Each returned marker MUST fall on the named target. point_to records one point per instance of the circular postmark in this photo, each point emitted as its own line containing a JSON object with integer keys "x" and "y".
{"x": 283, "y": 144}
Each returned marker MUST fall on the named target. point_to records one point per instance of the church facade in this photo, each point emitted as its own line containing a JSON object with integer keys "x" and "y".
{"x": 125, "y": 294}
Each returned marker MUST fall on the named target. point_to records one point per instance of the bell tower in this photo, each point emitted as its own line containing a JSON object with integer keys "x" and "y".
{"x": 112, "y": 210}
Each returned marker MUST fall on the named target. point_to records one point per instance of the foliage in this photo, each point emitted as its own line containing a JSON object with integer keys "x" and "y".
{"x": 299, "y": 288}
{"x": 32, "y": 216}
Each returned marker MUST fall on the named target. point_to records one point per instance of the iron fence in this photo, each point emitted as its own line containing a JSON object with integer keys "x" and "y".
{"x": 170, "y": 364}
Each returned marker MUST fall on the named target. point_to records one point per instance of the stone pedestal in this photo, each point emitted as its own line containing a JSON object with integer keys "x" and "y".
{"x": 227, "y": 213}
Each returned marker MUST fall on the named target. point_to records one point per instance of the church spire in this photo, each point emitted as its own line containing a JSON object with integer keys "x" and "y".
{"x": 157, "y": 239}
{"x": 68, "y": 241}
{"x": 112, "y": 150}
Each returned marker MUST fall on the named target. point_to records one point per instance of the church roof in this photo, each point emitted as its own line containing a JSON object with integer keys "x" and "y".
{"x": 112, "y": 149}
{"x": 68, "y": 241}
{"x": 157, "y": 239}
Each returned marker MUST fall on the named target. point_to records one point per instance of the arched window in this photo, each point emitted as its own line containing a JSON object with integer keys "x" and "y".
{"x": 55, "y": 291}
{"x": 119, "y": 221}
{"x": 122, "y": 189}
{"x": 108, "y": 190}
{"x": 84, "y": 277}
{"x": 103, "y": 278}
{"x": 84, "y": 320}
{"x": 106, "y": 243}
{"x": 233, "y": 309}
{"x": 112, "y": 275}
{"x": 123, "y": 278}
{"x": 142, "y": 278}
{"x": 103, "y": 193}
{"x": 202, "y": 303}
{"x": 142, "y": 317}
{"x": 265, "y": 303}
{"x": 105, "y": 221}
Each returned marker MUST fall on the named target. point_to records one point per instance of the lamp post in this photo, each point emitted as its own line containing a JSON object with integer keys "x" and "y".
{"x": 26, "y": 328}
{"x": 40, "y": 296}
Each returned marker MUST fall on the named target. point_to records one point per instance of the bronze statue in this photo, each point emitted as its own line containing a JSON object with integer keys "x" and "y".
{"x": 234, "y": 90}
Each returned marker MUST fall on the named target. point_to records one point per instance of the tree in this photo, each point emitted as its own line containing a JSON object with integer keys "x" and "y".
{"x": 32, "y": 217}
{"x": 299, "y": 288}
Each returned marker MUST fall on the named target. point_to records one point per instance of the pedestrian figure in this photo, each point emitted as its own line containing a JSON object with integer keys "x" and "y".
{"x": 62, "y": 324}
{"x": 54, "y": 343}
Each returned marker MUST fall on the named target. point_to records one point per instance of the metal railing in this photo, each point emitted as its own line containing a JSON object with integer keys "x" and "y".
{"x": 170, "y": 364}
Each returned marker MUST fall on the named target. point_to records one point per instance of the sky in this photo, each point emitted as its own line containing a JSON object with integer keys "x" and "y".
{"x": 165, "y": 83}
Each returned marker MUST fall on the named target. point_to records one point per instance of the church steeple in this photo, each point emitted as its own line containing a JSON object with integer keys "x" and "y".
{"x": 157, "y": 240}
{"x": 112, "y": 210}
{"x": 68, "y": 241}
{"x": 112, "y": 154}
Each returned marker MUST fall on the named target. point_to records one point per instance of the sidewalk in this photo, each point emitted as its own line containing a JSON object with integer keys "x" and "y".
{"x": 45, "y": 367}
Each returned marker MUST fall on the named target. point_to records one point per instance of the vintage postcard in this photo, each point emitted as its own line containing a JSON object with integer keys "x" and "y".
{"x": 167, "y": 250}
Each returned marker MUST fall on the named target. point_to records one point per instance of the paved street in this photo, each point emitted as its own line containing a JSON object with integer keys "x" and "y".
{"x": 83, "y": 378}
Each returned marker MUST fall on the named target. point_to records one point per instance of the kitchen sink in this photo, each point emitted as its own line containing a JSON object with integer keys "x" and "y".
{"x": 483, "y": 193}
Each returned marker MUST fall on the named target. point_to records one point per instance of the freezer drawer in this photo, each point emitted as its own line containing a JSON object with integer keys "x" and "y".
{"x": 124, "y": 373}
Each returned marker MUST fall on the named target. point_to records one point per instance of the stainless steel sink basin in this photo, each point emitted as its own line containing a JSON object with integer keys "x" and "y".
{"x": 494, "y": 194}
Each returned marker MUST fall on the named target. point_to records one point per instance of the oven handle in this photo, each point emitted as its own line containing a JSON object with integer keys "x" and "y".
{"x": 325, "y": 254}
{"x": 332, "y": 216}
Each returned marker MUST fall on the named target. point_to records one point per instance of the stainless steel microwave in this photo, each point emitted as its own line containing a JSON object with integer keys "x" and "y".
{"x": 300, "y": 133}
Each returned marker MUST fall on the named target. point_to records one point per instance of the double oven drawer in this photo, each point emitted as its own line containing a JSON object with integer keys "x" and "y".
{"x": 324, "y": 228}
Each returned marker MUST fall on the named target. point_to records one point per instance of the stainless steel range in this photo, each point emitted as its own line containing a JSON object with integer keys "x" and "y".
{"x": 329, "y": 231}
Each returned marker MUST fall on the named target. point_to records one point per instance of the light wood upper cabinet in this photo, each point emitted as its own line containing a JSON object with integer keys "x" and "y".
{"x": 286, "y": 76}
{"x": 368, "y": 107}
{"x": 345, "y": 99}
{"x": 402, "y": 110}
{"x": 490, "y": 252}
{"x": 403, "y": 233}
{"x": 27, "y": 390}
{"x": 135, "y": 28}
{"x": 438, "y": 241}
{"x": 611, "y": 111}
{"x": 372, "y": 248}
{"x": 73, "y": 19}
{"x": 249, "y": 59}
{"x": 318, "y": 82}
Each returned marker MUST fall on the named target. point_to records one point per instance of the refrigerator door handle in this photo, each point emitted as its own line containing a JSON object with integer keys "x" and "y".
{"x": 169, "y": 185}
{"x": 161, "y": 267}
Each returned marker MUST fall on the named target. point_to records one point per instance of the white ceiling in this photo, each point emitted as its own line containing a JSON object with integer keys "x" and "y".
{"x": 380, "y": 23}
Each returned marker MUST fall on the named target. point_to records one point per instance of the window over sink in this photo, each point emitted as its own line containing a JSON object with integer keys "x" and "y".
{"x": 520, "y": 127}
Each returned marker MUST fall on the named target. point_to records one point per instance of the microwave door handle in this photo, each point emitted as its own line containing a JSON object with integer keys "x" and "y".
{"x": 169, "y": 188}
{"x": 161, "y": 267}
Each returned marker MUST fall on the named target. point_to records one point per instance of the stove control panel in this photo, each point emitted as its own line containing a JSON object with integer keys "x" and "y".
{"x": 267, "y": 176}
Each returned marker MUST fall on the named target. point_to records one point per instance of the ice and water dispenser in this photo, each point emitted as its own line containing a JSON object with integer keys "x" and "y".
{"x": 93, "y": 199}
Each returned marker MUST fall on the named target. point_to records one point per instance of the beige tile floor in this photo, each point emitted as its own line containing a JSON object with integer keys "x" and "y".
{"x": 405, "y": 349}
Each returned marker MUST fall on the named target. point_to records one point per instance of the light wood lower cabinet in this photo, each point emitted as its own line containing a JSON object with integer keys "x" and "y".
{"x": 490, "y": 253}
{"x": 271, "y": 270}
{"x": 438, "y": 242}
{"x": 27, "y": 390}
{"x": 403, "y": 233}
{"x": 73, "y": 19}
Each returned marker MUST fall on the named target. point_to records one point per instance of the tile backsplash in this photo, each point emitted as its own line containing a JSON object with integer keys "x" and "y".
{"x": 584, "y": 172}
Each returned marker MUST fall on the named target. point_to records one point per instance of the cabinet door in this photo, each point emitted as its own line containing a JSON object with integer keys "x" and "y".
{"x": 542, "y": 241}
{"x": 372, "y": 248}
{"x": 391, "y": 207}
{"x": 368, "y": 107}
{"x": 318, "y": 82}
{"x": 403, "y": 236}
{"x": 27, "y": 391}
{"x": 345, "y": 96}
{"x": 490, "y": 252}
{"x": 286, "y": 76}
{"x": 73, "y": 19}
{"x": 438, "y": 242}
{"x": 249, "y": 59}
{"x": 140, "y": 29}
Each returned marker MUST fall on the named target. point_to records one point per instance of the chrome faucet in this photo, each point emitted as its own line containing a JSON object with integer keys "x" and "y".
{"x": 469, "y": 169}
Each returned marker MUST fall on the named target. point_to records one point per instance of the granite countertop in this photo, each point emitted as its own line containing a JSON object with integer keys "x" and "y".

========================================

Find the line that contains "of the chrome". Write out that line and every line after it through the end of the data, exactly, and nothing else.

Each returned marker MUST fall on the named target. point_to records one point per instance of the chrome faucet in this photo, each point emitted as its own line containing a JSON object with integer keys "x" and "y".
{"x": 469, "y": 169}
Each returned marker MUST fall on the named target. point_to records one point per instance of the granite countertop in this photo, each point emitted as its own line containing a JSON object with integer keys "x" and "y".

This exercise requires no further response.